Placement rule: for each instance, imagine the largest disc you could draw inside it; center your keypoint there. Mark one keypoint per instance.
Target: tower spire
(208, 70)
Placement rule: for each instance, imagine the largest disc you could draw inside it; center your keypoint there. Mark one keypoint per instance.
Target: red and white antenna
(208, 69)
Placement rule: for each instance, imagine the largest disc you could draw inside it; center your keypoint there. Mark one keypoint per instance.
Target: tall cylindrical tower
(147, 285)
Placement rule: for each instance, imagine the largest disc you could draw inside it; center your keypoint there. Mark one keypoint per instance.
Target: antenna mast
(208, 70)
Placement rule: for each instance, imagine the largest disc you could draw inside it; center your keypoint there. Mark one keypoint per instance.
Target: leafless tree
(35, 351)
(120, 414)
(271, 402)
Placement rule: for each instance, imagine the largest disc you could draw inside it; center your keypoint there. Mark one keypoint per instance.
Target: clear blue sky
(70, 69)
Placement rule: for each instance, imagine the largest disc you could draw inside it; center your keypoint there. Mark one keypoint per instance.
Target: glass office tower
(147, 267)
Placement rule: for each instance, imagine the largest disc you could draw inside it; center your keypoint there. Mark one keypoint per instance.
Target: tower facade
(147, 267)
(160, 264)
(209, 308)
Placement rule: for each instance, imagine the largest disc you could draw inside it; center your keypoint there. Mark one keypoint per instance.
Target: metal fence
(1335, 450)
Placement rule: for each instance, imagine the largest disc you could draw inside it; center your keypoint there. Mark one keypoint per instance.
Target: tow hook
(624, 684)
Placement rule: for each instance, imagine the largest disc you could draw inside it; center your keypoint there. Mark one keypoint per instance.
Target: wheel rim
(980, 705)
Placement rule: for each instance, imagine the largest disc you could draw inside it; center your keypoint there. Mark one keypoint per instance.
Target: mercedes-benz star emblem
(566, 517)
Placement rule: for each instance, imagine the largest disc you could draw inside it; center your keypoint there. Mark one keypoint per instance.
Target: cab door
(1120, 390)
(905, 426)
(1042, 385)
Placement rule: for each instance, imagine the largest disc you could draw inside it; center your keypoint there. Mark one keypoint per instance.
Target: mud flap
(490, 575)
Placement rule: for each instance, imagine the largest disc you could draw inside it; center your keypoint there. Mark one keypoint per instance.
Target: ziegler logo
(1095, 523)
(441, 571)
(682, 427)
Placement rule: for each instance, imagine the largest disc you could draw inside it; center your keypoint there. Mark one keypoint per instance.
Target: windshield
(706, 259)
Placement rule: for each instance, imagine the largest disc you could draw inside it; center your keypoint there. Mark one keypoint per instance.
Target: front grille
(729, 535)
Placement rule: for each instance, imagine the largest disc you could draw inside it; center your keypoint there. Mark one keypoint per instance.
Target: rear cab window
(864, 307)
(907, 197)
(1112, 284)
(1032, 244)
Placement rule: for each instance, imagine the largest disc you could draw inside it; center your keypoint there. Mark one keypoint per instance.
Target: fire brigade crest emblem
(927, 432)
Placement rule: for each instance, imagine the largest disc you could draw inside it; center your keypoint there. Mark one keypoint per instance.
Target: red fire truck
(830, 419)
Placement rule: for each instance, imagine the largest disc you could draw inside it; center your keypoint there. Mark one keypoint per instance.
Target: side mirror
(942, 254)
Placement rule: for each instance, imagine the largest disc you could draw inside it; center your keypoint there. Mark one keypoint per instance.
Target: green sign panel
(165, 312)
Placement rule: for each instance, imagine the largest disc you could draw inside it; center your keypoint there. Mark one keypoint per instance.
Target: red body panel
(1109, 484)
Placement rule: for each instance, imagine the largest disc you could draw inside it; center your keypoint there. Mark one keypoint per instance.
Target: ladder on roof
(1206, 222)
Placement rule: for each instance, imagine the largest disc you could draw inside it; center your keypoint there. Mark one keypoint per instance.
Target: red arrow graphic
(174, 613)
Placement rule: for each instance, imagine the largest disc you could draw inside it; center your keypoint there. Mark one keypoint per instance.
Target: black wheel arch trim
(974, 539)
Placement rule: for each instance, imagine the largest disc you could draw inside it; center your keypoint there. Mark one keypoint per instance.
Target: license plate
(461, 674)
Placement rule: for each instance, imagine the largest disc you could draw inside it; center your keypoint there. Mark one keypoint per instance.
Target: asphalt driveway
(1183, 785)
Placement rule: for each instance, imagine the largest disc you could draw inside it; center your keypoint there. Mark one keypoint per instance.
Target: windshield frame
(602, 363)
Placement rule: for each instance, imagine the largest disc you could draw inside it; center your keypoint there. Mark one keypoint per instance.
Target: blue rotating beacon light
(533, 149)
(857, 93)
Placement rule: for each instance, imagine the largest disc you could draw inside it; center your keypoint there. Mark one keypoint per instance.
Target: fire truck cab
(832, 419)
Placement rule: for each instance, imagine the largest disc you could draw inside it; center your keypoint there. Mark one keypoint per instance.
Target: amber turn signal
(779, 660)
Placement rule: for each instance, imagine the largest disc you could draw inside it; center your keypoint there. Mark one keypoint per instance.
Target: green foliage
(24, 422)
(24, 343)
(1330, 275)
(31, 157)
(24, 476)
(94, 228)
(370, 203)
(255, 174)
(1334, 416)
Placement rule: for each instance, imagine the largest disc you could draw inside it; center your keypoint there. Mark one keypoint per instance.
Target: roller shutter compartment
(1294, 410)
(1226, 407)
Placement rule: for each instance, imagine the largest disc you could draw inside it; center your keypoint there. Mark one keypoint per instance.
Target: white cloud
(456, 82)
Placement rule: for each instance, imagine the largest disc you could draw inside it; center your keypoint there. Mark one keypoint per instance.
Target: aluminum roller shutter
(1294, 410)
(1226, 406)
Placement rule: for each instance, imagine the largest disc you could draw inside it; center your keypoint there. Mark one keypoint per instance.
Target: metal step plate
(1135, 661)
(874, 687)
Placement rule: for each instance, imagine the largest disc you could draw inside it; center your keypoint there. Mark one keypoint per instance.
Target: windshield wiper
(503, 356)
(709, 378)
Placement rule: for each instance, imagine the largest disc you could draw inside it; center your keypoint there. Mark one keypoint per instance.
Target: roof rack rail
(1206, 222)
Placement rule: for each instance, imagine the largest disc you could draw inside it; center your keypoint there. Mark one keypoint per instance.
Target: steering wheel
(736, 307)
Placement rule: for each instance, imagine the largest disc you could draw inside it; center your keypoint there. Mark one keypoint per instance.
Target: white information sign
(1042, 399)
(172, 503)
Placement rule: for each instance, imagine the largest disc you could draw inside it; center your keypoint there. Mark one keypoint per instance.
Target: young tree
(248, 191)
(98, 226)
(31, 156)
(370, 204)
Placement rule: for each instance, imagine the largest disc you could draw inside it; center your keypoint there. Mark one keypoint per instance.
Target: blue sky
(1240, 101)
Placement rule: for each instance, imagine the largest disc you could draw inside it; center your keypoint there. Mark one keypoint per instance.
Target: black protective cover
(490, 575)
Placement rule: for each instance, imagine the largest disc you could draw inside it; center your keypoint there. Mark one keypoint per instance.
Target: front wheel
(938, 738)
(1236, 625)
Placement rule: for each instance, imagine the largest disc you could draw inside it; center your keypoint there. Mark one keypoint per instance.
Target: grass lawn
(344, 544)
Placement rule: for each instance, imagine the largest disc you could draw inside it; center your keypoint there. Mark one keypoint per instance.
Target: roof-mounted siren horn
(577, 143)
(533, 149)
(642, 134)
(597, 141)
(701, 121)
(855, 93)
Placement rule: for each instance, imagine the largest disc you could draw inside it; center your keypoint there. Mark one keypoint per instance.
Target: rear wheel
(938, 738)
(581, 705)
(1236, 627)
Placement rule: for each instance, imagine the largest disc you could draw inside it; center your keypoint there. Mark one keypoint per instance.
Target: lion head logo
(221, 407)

Task to carry out: Copy the records above exactly as they appear.

Written response:
Placement rule: for each instance, imagine the largest disc you could draw inside it; center your keypoint there. Mark one keypoint per instance.
Target: tower spire
(208, 70)
Placement rule: for each instance, imagine the largest disc you could draw inside it; center your keypoint there. Mark one keypoint per instance.
Target: red and white antenna
(208, 69)
Placement rule: for each instance, imagine the largest disc you could draw inside it; center your keypoint there. Mark one keypoint per instance.
Target: tall cylindrical tower
(147, 285)
Placement rule: for each instance, imagine the largest disc you could draw inside it; center your keypoint there. Mark one keypoint per instance.
Target: antenna mast
(208, 70)
Placement rule: for each instance, imagine the largest disc you could draw inside it; center your keypoint there. Mark one keypoint per instance.
Target: leafless tree
(35, 351)
(120, 414)
(271, 402)
Placement rule: for each instance, imagine the largest disc you could draw inside it; center your keypoint there. Mark one keypoint per instance.
Target: clear blue sky
(70, 69)
Placement rule: for each instance, imagine the largest disc you could draw inside it; center your keypoint there. Mark one keypoint per instance.
Target: glass office tower
(147, 267)
Placement rule: for each instance, imagine the largest disc you could draw inside it; center your keypoint there. Mark one keypoint per instance.
Target: tower facade
(147, 267)
(160, 264)
(209, 308)
Placement rule: for each instance, imagine the largest disc you could draw inside it; center your keypoint there. Mark one keypoint per instance.
Target: metal fence
(1335, 450)
Placement rule: for each instance, imagine the largest disc you could draw inside it; center your keypoint there. Mark one keypoint per instance.
Target: tow hook
(624, 684)
Placement rule: for each instance, imagine the largest disc you could draw inside it; center your keypoint there. Mark one keypoint per instance.
Target: wheel rim
(980, 705)
Placement rule: for each instance, imagine the largest disc you could draw inside it; center your keypoint there. Mark one keypoint per instance.
Target: mercedes-benz star emblem
(566, 517)
Placement rule: for each instance, imagine the largest disc you could draw inside it; center your keypoint there. Mark one keypoint per instance.
Target: cab door
(1120, 390)
(905, 426)
(1042, 385)
Placement rule: for each instance, imagine the largest disc you could draw inside it; center your keypoint there. Mark one keypoint per instance.
Target: mud flap
(490, 575)
Placement rule: for each instance, imagine the largest disc you could draw inside it; center your keypoint there. Mark one keypoint per instance.
Target: ziegler logo
(1095, 523)
(441, 571)
(682, 427)
Placement rule: for each instance, imagine the largest disc you could draw inside it; center your keypoint there. Mark one keypoint per instance.
Target: windshield
(706, 259)
Placement rule: for each instance, imagine the largest disc you could draw inside it; center your keypoint there. Mark one keypoint per instance.
Target: front grille
(729, 535)
Placement rule: for each instance, imagine the largest disc you could draw inside it; center your keypoint there. Mark one keypoint per instance.
Target: rear cab window
(864, 307)
(907, 197)
(1112, 284)
(1032, 244)
Placement rule: for each instance, imagine the largest disc you could draw inside it; center your keypoint there. Mark one keypoint per instance.
Target: fire brigade crest emblem
(927, 432)
Placement rule: for each instance, imagine the largest disc you could draw inside it; center your keypoint there. Mark one keypoint per instance.
Target: red fire truck
(830, 419)
Placement rule: for each instance, imagine the largest disc you could draw inside it; center your keypoint there. Mark one keypoint per instance.
Target: side mirror
(942, 254)
Placement rule: for each instance, imagine the largest disc you could draw inside it; center your keypoint there. Mark one keypoint per instance.
Target: green sign panel
(165, 312)
Placement rule: for each instance, imagine the largest disc you could draw inside it; center your keypoint there. Mark one keypoint per instance.
Target: red body panel
(1109, 484)
Placement rule: for each instance, imagine the largest disc you could draw inside it; center your keypoint there. Mark one keypoint per instance.
Target: ladder on roof
(1206, 222)
Placement rule: for each instance, imagine the largest disc you could draw inside it; center your keypoint there. Mark one keypoint per instance.
Target: red arrow graphic
(174, 613)
Placement rule: for each instance, imagine the largest disc you could draw inside it; center your keypoint there. Mark one keypoint per instance.
Target: black wheel arch trim
(974, 539)
Placement rule: for each instance, imagine the largest disc you could draw inside it; center your keypoint there. Mark one keypoint per instance.
Target: license plate
(461, 674)
Placement rule: for each instance, imagine the largest disc you could draw inside it; center your keypoint there. Mark one keypoint per instance.
Target: asphalt driveway
(1183, 785)
Placement rule: for each instance, imagine the largest disc you could draw inside it; center your keypoint there. Mark one keypoint per instance.
Target: windshield frame
(602, 363)
Placement rule: for each instance, imagine the largest disc you could draw inside it; center your keypoint there. Mark one keypoint per instance.
Target: blue rotating beacon light
(533, 149)
(857, 93)
Placement rule: for each instance, imagine the largest disc you could draw inside it; center your keypoint there. Mark one keypoint per instance.
Target: fire truck cab
(832, 419)
Placement rule: for each instance, imagine the largest disc you could draw inside it; center your keypoint there. Mark one keypoint per instance.
Target: amber turn signal
(779, 660)
Placement rule: for each instance, imagine the largest disc you could draw inside it; center your keypoint there. Mark one keypoint per instance.
Target: green foliage
(24, 422)
(24, 343)
(1330, 275)
(31, 157)
(24, 476)
(94, 228)
(370, 203)
(255, 174)
(1334, 416)
Placement rule: for each instance, imagine the largest disc you could draw inside it; center your keypoint there. Mark one keypoint per instance.
Target: roller shutter compartment
(1294, 410)
(1226, 407)
Placement rule: for each instance, imagine the largest disc you could draw inside it; center your keypoint there. Mark one keypoint per instance.
Target: white cloud
(456, 82)
Placement rule: for each instance, imagine the largest disc you could draw inside it; center your keypoint there. Mark one keypoint per instance.
Target: aluminum roller shutter
(1294, 410)
(1226, 406)
Placement rule: for each instance, imagine the largest disc you could draw inside it; center your keypoint there. Mark one keypoint per instance.
Target: metal step plate
(1135, 661)
(874, 687)
Placement rule: for each instance, imagine the largest disc you could draw inside it; center your keypoint there. Mark one keypoint per instance.
Target: windshield wiper
(503, 356)
(709, 378)
Placement rule: for each instance, imagine the largest disc you could draw inside it; center your keypoint there. Mark one keypoint per instance.
Target: roof rack rail
(1206, 222)
Placement rule: for each instance, imagine the largest disc you could draw inside it; center your keypoint there. Mark one keypoint per instance.
Target: steering wheel
(736, 307)
Placement rule: for each instance, imagine the largest disc you could draw inside it; center your keypoint there. Mark one keypoint per instance.
Target: white information sign
(1042, 399)
(172, 503)
Placement rule: for each instance, imagine the largest disc you could draw inside it; center your keypoint there. Mark one keypoint per instance.
Target: young tree
(248, 191)
(98, 226)
(31, 156)
(370, 204)
Placement rule: for each instance, imagine the largest disc you could draw inside it; center your keypoint there. Mark one keypoint per instance.
Target: blue sky
(1240, 101)
Placement rule: for each instance, imagine the largest disc you could draw inside it; center your keypoint there. Mark one keypoint per instance.
Target: black protective cover
(490, 575)
Placement rule: for each instance, imagine the largest disc you could draw inside it; center your keypoint there. Mark one keypoint per instance.
Target: front wheel
(938, 738)
(1236, 625)
Placement rule: for each instance, imagine the largest disc you could draw inside it; center your keypoint there. Mark one keypoint per instance.
Target: grass lawn
(344, 544)
Placement rule: for each instance, imagine the largest disc you could draw inside it; center your keypoint there. Mark one keypoint per instance.
Target: roof-mounted siren horn
(577, 143)
(533, 149)
(642, 134)
(597, 141)
(701, 121)
(855, 93)
Placement rule: for each instance, imagine the largest disc you could draw inside it; center your keypoint there. Mark one keypoint per instance.
Target: rear wheel
(938, 738)
(581, 705)
(1236, 627)
Placement rule: for each instance, imagine the largest disc you could draw inside it; center your keypoint there. Mark one keypoint per instance.
Target: lion head logo
(221, 407)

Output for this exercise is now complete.